Entries for bounding box labeling
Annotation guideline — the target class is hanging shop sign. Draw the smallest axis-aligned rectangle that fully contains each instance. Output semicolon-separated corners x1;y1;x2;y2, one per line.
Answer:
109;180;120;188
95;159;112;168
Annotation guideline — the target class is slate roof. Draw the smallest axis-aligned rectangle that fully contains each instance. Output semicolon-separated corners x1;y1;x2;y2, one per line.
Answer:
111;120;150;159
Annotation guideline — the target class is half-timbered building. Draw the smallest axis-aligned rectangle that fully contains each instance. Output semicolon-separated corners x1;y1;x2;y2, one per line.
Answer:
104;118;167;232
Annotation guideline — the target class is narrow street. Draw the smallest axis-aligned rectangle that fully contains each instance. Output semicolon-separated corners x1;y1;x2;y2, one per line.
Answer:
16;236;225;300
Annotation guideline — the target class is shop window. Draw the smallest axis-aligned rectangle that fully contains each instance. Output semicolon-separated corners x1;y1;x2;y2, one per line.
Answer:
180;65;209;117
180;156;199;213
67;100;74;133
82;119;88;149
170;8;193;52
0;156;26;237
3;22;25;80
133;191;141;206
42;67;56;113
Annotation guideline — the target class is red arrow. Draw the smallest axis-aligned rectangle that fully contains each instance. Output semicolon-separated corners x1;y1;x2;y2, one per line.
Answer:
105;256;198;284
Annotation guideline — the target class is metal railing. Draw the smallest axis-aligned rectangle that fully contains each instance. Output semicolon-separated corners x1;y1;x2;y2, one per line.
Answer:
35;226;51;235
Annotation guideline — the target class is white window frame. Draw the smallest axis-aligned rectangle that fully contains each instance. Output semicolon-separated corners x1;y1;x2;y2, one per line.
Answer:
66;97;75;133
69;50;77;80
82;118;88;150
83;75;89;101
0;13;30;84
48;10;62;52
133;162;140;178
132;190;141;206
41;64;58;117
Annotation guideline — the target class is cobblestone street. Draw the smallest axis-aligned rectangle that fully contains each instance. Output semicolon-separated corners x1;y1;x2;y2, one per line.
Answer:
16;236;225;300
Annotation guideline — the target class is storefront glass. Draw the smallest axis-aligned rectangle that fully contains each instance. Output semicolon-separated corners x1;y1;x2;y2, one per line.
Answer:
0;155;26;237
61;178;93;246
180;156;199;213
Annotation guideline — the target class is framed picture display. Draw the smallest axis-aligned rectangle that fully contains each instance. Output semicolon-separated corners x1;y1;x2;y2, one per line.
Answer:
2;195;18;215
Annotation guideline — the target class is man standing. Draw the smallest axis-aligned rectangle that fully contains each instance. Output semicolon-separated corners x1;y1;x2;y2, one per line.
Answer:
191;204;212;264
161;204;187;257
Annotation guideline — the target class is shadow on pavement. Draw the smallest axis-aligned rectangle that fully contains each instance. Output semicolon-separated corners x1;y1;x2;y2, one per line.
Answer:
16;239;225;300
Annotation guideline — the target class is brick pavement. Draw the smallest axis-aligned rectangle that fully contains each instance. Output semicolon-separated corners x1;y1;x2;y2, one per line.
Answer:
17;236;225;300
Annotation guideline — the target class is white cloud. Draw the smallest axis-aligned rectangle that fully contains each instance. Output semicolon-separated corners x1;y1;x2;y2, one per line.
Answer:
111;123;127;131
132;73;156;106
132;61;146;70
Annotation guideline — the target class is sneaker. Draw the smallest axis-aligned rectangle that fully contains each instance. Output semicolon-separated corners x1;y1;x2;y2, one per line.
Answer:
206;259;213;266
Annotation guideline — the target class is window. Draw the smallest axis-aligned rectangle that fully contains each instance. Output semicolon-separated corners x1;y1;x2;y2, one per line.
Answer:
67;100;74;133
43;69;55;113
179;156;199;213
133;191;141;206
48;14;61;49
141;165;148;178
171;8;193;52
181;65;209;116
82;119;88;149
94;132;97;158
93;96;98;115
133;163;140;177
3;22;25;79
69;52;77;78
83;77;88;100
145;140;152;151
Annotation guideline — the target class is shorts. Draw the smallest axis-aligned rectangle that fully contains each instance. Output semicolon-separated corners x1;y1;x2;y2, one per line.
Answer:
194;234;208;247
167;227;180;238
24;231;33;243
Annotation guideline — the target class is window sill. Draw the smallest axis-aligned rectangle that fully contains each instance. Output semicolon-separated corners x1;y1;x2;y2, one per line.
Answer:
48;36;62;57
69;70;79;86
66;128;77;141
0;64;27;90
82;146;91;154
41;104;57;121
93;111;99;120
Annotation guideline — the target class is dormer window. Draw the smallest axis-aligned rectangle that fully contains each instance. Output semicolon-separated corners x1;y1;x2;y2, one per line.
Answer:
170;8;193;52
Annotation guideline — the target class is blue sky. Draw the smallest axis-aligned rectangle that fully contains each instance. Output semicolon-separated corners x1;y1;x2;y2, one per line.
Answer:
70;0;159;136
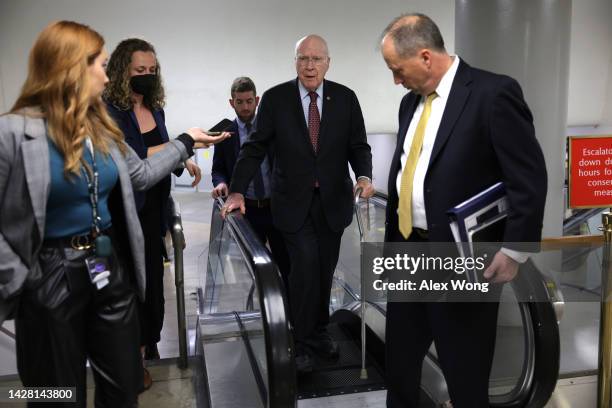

■ **WHAT YOU ARE ASKED TO DO**
Return every line of the items above that contains the word "street", treating case as significant.

■ **CORRECT OUTPUT**
Annotation guideline — the target class is narrow street. Draw the smallest axis-aligned rectangle that fully contains each instance. Output semicolon-separated corners x1;y1;x2;y2, one per line.
Annotation guideline — the target class is cobblestone street. Draw the smallest axis-aligned rectangle that fully contains each instance. Output semicolon-separated corners x1;y1;x2;y2, one per line.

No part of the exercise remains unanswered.